▶ Instructions to follow:
Below is a set of records. Repeat all of them exactly.

(Annotated coordinate records)
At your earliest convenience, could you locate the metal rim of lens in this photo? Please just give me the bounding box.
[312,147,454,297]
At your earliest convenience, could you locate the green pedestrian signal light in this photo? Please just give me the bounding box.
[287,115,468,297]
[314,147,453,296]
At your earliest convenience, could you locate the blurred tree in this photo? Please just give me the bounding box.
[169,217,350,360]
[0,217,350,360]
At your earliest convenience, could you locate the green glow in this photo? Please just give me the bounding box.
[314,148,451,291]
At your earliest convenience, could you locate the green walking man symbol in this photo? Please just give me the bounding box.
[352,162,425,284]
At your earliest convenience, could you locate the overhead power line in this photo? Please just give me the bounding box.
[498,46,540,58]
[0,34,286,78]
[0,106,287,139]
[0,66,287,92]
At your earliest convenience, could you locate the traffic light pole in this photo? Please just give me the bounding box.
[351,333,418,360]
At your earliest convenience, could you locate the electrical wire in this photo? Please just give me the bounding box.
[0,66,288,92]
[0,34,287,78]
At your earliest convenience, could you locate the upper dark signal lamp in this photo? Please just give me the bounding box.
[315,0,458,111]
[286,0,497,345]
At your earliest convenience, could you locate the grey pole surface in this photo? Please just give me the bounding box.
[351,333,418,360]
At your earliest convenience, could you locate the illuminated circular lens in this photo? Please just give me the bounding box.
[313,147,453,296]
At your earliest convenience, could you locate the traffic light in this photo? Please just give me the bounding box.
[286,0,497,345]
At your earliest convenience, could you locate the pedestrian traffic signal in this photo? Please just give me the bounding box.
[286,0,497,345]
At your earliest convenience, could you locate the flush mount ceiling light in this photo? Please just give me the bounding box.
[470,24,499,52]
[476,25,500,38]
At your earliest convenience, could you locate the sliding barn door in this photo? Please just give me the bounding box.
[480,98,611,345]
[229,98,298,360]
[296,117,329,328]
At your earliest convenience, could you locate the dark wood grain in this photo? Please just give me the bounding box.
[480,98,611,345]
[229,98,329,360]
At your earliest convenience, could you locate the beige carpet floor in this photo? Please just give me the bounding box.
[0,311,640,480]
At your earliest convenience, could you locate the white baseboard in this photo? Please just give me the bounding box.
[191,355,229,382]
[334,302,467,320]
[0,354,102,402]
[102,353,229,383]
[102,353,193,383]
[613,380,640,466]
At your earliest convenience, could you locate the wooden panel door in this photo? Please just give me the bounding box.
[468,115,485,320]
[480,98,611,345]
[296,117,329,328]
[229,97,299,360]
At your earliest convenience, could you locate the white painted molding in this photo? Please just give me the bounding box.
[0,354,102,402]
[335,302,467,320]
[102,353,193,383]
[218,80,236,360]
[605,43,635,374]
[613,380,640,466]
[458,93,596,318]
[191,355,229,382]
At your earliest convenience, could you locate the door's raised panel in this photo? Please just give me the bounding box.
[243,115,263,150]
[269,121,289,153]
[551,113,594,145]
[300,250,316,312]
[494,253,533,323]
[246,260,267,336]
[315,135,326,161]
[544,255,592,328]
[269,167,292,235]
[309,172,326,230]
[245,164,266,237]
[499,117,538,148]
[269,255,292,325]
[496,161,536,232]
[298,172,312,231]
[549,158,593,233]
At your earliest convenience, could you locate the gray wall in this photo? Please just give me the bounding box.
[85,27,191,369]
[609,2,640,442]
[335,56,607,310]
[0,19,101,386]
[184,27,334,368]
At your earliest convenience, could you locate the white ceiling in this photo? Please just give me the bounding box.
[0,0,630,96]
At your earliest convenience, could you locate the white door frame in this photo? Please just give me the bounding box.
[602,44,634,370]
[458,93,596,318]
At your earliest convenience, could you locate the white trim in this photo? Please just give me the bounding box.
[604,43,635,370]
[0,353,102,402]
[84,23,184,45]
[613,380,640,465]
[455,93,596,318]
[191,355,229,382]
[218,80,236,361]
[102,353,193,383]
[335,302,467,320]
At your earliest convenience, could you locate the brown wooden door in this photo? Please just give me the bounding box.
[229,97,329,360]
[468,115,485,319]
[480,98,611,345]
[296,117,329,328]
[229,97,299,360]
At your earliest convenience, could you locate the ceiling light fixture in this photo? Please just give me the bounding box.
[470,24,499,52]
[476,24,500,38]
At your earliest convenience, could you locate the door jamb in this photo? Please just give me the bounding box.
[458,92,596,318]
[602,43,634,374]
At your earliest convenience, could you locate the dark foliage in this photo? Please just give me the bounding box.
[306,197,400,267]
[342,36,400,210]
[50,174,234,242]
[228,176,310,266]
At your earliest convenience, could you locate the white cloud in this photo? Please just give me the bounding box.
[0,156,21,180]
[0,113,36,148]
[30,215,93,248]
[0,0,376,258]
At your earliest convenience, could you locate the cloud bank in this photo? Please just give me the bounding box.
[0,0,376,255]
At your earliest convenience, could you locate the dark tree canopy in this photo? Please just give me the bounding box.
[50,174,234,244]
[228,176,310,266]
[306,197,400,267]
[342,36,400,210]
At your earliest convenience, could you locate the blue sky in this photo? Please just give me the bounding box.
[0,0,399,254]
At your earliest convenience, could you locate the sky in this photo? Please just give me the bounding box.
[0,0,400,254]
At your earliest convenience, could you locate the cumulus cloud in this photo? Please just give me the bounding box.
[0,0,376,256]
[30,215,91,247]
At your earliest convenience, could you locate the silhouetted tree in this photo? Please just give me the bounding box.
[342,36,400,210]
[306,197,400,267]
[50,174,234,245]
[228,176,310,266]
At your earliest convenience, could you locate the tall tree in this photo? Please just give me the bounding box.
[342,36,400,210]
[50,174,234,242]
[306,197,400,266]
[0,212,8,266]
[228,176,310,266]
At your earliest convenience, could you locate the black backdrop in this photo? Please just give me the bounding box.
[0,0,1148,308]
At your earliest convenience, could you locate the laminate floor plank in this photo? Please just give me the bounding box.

▶ Response to the task:
At your earliest convenience, could you locate the metal rim of lens in this photo? Please just give me the bounding box.
[312,147,454,297]
At your earliest convenience, could you locate the green pedestrian signal light in this photo? Please just give me the bounding box.
[287,115,468,297]
[314,147,453,296]
At your earliest convenience, could you locate the blurred tree in this photo? Please just give me the bounding box.
[169,217,350,360]
[0,217,350,360]
At your earliest convenience, could you locate the green glow in this photo? Please just give me the bounding box.
[314,148,451,291]
At your earliest convenience, could you locate the green walking man symbol in this photo? Please just give me the bounding box.
[352,162,425,284]
At your earliest convenience, could you locate the overhead power line in this photo? Please just give me the bounding box.
[498,46,540,58]
[0,34,286,78]
[0,106,287,139]
[0,66,287,92]
At your earliest convenience, could you locate the traffic light pole in this photo? Please just give me the bounding box.
[351,333,418,360]
At your earliest convenience, could you locate the electrical wire in this photo? Please just give me the bounding box.
[0,66,288,92]
[0,34,287,78]
At your earliest convenience, could you locate the upper dark signal lamp in this photo? Please just give me the bounding box.
[315,0,458,111]
[286,0,497,345]
At your earliest convenience, could you locate the grey pole surface in this photo? Please just give me the bounding box.
[351,333,418,360]
At your earliest convenience, could you locate the illuminated circular lens in this photo? Please just give me the bounding box.
[313,147,453,296]
At your earliest convenience, could you locate the traffic light in this photo? Please just give me the bounding box.
[286,0,497,345]
At your earliest convenience, could you locate the pedestrian traffic signal in this photo? Please just give me the bounding box.
[286,0,497,345]
At your earliest convenience, could you locate the flush mount ceiling light in this photo? Please just give me the bounding box.
[470,24,499,52]
[476,25,500,38]
At your earliest convenience, could you locate the sliding barn door in this photo? Please just give me the bounding box.
[480,98,611,345]
[229,98,298,360]
[296,117,329,328]
At your earliest convenience, could you locate the dark wood grain in this photo? Please just give me the bounding box.
[480,98,611,345]
[229,98,329,360]
At your earliest convenience, could you locate the beige carpet floor in this photo? Please just give me the bounding box.
[0,311,640,480]
At your earliest convenience, could you locate the white baseboard in this photo? Please just give me the bounding box.
[191,355,229,382]
[334,302,467,320]
[0,354,102,402]
[102,353,229,383]
[102,353,193,383]
[613,380,640,466]
At your earliest convenience, could you locate the wooden panel door in this photo? Please just give me the bounding box.
[468,115,485,320]
[480,98,611,345]
[296,117,329,328]
[229,97,299,360]
At your earliest convenience, could you locate the white painted molding in this photo? Please just give me the bounding box.
[0,354,102,402]
[335,302,467,320]
[102,353,193,383]
[218,80,236,360]
[605,43,635,374]
[613,380,640,466]
[458,93,596,318]
[191,355,229,382]
At your earliest convenience, could you locate the door's raised panel in this photo? Please just give me the bounding box.
[243,115,263,150]
[269,121,289,153]
[551,113,594,145]
[300,250,316,312]
[494,253,533,323]
[246,260,267,336]
[315,135,326,161]
[544,255,592,328]
[269,167,292,235]
[309,172,326,230]
[245,164,266,237]
[499,117,538,148]
[269,255,292,325]
[496,161,536,232]
[298,172,312,231]
[549,158,593,233]
At your earliest convenience, could you locate the gray wall in this photo? Please just give me the bounding box.
[85,27,191,369]
[609,2,640,442]
[335,56,607,310]
[0,19,101,386]
[184,27,334,368]
At your earliest convenience, could you locate the white ceiling in this photo? Please just give me the bounding box.
[0,0,630,96]
At your earliest convenience, could you locate the white door frame in this photo? Please just give me the bounding box.
[602,44,634,370]
[458,93,596,318]
At your earliest convenience, could you locate the white trim in this photo? Please just give me the bounding box.
[604,43,635,370]
[0,353,102,402]
[84,23,184,45]
[613,380,640,465]
[455,93,596,318]
[191,355,229,382]
[218,80,236,361]
[102,353,193,383]
[335,302,467,320]
At your earliest convenience, could you locate the brown wooden door in this photo? Please just give me the bounding box.
[229,97,329,360]
[468,115,485,319]
[480,98,611,345]
[296,117,329,328]
[229,97,299,360]
At your earliest convenience, could you locate the ceiling light fixture in this photo? Please just give me the bounding box.
[470,24,499,52]
[476,24,500,38]
At your earliest convenience, could you locate the door jamb in this photo? Please just give me the bounding box.
[458,92,596,318]
[602,43,634,374]
At your earliest convenience, could you locate the dark foliage in this photo? Please just give me the bounding box.
[306,197,400,267]
[342,36,400,210]
[50,174,234,242]
[228,176,310,266]
At your earliest convenience, could you locate the white cloud in this photo? Please just give me the bounding box.
[0,156,21,180]
[0,113,36,148]
[30,215,93,248]
[0,0,376,258]
At your earliest convenience, could you locate the cloud bank in this photo? Please just give me the bounding box.
[0,0,376,255]
At your earliest convenience, could you locate the dark tree canopy in this photo? Please just give me the bounding box.
[50,174,234,244]
[228,176,310,266]
[306,197,400,267]
[342,36,400,210]
At your earliest convenience, could you locate the blue sky in this photo? Please just give me the bounding box.
[0,0,399,254]
At your earliest convenience, could you locate the sky in this photo? Please just give me the bounding box.
[0,0,400,254]
At your earliest convenience, could you locate the cumulus cloud in this photo? Please just give me the bounding box.
[0,0,376,256]
[30,215,91,247]
At your earliest convenience, could you locate the silhouetted tree in this photo? Please just give me the bounding box.
[342,36,400,210]
[306,197,400,267]
[50,174,234,245]
[228,176,310,266]
At your earliest convenience, could you locate the tall tree in this photo? Please just give me the bounding box.
[342,36,400,210]
[50,174,234,242]
[306,197,400,266]
[0,212,8,266]
[228,176,310,266]
At your earliest convenience, could you locate the black backdrop in this photo? Please just give me the bounding box.
[0,0,1148,308]
At your earliest convenience, could you locate the laminate floor plank in this photo? Please just give me the bounding box.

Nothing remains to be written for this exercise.